Problem statement
Reproduce the section of the listing that begins at the line containing "positive clicks: (395, 254)" and finishes at the line containing "negative clicks: (343, 123) (330, 232)". Include both end lines and nothing beyond them.

================

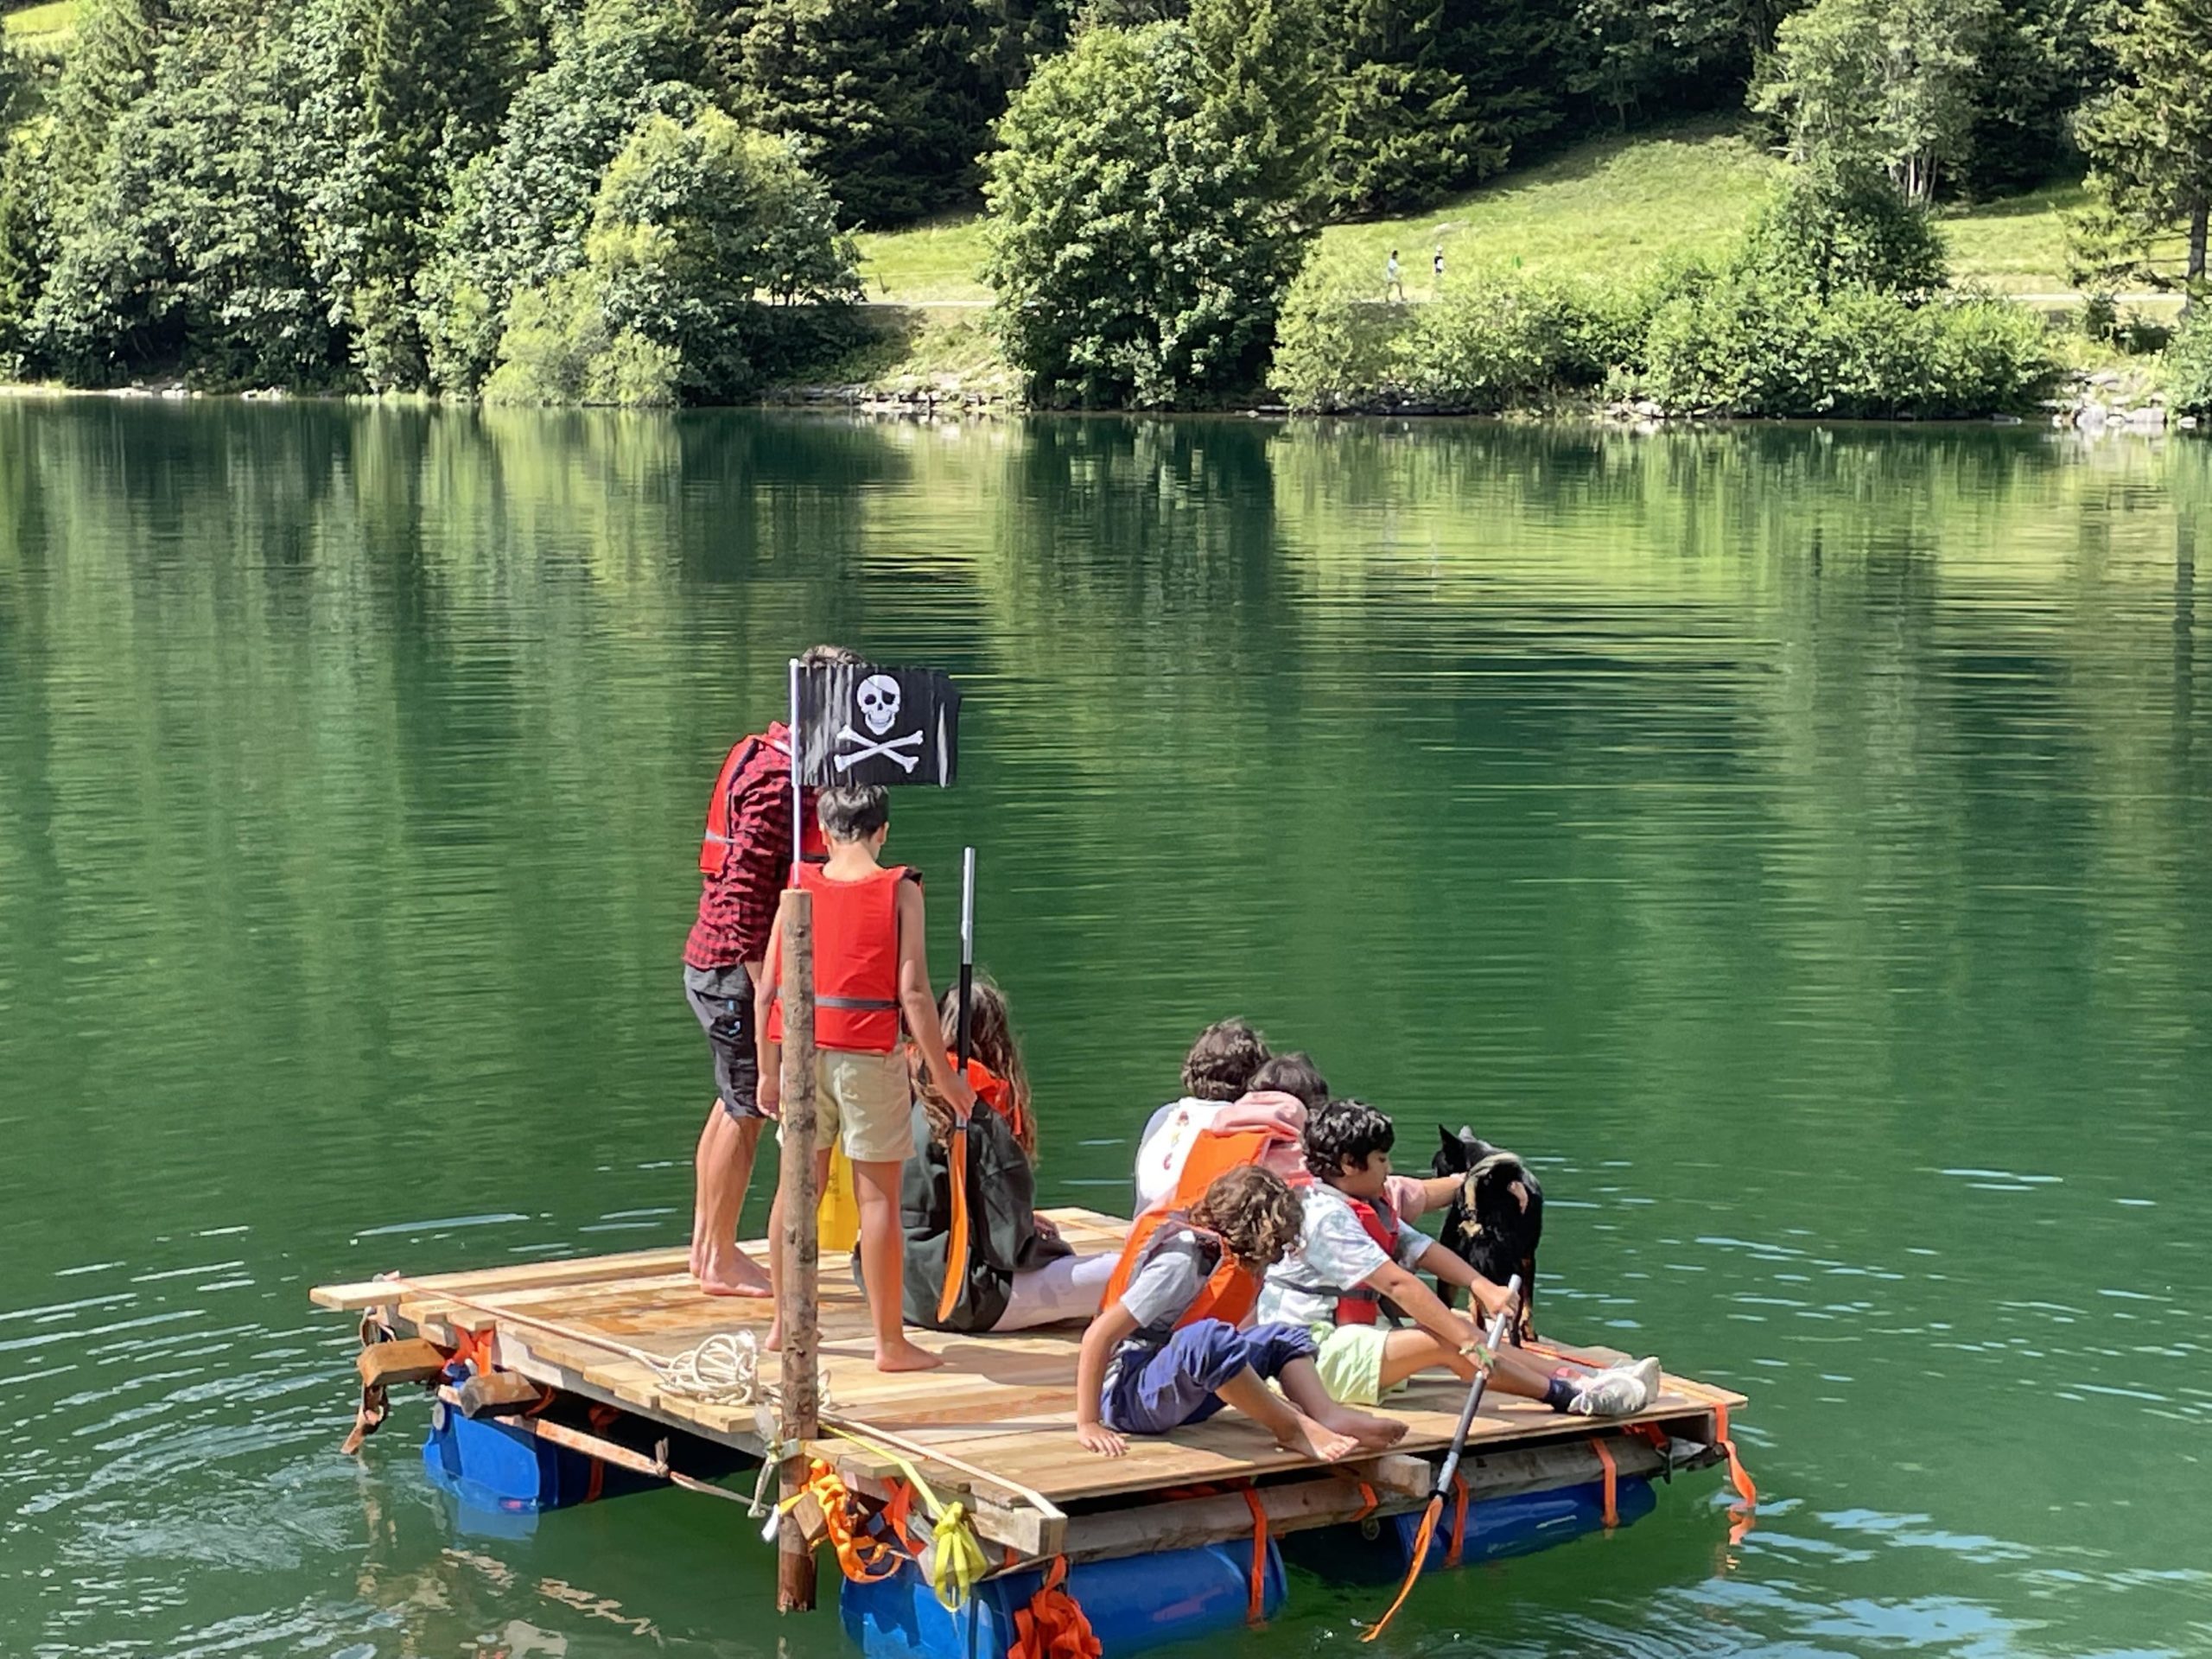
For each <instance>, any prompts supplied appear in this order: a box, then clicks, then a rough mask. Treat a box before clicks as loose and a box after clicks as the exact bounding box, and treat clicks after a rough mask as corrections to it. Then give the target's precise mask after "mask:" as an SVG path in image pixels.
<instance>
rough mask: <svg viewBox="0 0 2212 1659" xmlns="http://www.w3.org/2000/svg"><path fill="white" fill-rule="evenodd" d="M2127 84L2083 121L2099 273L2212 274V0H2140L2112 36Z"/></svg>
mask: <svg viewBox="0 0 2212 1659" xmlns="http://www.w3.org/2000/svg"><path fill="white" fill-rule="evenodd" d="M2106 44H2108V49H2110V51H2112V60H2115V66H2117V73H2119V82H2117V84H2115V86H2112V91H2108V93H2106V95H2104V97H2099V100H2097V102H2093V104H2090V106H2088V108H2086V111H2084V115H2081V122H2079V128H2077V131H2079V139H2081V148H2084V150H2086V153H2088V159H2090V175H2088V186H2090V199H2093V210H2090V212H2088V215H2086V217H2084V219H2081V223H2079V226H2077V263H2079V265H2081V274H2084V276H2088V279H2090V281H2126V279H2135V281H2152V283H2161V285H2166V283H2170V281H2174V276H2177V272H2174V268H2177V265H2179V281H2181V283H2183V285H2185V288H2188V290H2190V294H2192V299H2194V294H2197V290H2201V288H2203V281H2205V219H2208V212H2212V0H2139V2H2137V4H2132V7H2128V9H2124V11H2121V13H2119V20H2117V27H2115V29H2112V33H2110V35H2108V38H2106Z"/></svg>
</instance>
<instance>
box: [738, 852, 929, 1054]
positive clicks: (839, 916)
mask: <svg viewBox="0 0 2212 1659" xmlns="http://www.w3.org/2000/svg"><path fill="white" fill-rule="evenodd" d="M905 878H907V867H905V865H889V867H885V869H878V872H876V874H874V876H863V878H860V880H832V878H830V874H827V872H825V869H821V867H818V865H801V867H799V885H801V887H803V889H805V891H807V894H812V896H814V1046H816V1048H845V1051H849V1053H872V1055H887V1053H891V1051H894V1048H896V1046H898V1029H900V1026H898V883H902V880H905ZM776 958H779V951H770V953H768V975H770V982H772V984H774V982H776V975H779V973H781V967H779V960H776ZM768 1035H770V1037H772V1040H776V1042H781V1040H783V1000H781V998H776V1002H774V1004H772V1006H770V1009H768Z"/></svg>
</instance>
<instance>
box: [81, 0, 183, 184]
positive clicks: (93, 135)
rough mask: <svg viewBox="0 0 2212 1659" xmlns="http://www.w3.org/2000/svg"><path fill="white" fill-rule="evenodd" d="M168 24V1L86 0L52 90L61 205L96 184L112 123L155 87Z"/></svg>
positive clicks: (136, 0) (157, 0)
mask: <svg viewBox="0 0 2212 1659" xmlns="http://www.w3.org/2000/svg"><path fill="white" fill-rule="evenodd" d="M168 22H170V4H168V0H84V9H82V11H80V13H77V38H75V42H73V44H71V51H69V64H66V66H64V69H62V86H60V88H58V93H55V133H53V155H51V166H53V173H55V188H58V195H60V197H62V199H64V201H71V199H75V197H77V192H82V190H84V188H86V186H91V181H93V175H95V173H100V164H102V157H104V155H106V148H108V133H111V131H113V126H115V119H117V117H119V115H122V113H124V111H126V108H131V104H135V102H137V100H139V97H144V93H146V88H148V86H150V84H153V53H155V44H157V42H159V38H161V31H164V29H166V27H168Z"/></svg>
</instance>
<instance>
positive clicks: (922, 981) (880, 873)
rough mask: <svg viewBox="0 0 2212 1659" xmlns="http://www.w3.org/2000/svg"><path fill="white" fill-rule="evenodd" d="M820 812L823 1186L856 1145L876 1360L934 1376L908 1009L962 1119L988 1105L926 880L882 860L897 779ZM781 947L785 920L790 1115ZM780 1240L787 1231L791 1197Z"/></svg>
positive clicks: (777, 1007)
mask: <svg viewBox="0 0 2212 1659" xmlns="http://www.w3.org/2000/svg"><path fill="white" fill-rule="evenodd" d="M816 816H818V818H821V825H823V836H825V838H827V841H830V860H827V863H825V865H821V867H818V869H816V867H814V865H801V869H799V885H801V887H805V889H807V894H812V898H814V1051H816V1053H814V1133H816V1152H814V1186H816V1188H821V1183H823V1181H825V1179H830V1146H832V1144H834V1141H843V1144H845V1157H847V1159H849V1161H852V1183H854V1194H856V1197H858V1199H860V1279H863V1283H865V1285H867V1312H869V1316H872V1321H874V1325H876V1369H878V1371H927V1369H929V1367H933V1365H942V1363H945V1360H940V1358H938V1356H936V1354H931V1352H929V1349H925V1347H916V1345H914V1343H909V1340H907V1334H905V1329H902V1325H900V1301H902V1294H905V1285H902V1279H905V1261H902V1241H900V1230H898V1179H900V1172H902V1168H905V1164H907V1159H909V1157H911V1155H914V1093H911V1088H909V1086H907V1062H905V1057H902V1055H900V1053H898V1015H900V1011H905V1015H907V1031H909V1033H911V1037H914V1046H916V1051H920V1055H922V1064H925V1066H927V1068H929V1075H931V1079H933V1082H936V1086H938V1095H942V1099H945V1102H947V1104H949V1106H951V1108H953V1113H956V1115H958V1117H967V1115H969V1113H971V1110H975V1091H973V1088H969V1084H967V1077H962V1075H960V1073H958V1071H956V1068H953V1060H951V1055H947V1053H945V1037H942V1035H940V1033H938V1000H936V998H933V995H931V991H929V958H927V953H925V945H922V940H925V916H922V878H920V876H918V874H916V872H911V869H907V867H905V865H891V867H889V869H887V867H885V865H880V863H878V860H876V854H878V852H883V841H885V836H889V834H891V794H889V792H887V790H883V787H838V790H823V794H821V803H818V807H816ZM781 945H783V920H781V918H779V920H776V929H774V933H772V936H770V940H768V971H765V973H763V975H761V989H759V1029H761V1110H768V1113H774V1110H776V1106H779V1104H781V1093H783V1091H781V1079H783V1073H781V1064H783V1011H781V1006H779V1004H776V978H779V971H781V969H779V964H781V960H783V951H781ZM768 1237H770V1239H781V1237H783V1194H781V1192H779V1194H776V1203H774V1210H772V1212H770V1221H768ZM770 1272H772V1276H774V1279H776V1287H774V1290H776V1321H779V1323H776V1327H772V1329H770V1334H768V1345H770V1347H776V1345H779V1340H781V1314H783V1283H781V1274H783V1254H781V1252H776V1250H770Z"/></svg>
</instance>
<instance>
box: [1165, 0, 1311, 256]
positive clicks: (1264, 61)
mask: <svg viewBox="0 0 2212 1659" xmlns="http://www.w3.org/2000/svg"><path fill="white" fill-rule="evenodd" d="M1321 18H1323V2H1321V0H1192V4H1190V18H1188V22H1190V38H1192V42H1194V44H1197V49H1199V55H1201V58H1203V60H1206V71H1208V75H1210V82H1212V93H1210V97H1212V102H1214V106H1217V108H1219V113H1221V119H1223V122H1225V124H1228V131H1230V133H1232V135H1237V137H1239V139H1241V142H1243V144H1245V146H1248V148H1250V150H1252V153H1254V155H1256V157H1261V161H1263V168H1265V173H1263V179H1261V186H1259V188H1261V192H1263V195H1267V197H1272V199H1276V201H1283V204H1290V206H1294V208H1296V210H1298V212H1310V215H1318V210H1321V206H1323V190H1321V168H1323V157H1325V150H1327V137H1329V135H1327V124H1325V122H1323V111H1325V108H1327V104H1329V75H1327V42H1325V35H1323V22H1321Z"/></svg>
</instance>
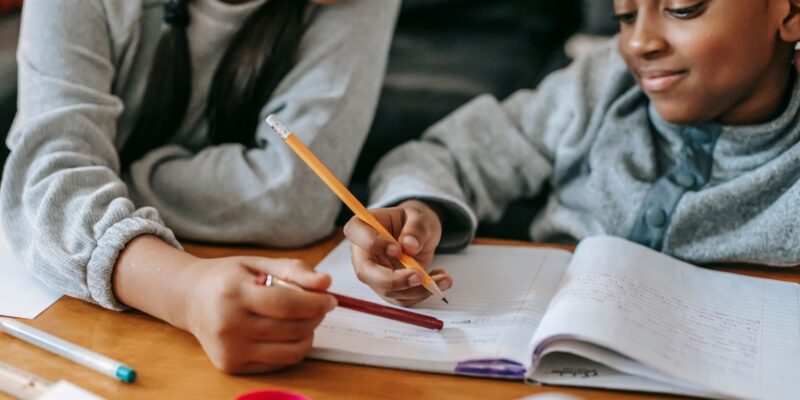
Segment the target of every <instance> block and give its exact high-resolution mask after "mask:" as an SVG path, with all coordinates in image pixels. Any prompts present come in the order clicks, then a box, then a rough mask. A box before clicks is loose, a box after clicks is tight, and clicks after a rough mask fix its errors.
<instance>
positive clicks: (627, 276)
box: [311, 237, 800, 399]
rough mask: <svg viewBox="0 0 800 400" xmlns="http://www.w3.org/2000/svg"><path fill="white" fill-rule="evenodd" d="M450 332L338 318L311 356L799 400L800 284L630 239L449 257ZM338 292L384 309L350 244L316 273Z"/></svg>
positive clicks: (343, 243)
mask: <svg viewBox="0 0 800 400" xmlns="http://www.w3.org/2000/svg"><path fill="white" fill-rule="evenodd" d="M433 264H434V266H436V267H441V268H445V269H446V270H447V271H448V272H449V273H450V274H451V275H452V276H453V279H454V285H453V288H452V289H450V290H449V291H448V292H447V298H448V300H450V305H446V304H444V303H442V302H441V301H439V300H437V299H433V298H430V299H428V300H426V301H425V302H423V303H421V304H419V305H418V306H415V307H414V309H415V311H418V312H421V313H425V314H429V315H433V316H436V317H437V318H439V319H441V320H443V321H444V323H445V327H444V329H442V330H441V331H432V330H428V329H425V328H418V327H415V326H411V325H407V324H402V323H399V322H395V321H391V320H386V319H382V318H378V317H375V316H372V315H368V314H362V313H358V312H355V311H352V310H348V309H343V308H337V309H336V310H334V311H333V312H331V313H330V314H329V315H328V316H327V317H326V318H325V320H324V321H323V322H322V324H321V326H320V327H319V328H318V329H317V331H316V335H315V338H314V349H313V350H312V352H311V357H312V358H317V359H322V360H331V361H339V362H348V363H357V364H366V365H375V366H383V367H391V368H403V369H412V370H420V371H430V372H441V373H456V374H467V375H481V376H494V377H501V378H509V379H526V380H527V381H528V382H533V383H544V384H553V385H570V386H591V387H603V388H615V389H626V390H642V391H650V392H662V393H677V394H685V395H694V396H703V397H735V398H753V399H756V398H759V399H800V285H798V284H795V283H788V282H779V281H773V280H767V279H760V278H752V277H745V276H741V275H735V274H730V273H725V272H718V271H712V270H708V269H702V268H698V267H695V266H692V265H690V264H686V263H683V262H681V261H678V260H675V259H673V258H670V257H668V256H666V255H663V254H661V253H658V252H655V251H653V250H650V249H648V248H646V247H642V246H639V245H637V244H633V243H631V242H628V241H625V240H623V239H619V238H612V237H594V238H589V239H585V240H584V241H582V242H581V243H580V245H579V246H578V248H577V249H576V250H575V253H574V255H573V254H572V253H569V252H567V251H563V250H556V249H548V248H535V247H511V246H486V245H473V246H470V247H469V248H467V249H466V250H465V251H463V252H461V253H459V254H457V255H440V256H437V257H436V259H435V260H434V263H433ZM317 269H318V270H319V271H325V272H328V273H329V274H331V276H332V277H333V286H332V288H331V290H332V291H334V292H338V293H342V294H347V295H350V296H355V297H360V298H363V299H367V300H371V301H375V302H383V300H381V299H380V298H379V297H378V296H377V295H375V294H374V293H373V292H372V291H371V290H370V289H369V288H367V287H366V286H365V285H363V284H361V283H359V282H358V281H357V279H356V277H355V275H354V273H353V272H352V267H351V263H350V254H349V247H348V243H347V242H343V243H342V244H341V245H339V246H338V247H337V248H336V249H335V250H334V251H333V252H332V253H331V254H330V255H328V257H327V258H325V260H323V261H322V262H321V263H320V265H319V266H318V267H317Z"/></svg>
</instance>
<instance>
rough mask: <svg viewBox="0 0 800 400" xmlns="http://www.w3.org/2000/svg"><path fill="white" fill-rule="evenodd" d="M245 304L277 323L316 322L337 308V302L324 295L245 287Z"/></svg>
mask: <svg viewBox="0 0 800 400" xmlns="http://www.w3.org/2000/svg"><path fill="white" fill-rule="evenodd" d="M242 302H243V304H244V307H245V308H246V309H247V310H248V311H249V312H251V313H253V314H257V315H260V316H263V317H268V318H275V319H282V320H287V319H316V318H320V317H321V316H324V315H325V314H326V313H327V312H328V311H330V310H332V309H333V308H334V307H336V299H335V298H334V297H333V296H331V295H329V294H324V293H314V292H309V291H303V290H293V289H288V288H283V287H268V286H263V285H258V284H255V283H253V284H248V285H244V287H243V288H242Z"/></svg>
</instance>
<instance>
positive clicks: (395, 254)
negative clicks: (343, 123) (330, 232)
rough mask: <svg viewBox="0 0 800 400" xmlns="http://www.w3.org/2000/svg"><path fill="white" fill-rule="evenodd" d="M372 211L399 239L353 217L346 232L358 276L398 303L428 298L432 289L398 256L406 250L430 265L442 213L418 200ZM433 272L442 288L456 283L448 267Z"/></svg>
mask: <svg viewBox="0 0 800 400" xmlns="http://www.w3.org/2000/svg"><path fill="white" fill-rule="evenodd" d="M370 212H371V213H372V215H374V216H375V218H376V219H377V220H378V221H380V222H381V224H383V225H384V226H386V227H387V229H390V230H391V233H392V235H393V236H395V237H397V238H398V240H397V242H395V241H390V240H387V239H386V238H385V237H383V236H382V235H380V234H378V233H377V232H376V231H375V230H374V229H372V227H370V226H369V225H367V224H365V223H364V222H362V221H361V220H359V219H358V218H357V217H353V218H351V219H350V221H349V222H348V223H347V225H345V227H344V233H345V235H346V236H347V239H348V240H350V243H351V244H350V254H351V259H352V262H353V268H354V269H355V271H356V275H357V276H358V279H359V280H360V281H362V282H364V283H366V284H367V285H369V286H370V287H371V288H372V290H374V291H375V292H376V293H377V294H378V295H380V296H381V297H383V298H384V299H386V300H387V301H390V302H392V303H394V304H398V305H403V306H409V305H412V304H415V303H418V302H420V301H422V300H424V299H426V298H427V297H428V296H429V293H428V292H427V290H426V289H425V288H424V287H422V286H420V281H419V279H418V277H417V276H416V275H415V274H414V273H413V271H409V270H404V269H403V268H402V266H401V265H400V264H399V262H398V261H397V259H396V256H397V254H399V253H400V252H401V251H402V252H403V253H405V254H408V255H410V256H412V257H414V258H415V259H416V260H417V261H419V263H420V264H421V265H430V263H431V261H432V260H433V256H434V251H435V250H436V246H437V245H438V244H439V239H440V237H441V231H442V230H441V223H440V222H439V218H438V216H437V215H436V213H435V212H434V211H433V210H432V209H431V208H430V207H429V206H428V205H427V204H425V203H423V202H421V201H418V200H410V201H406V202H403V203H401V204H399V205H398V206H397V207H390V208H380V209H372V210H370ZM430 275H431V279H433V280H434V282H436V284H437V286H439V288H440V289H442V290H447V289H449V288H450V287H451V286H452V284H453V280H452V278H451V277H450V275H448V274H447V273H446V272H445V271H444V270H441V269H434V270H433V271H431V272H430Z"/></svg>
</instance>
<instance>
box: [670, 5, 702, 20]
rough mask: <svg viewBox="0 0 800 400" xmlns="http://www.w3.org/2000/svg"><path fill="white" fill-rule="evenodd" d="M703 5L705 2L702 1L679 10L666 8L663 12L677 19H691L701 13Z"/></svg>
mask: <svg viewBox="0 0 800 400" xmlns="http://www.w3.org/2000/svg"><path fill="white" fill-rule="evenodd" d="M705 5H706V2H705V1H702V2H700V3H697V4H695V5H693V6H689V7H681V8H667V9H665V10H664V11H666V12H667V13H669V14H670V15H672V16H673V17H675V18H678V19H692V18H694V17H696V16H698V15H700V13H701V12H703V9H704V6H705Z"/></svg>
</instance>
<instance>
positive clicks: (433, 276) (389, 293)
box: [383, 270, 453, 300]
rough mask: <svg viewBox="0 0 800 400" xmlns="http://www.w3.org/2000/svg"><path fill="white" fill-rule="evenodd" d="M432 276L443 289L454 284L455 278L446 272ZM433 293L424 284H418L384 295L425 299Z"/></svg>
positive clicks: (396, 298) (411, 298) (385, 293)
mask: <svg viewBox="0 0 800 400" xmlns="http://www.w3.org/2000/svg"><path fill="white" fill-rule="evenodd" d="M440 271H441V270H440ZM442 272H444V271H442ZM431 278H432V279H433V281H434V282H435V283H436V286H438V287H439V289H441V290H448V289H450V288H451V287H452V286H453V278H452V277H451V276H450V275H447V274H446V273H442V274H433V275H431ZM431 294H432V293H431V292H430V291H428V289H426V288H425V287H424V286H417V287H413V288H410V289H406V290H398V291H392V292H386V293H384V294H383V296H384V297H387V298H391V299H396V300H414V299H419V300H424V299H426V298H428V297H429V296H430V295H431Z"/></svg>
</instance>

================

Written response
positive clicks: (395, 254)
negative clicks: (343, 123) (330, 232)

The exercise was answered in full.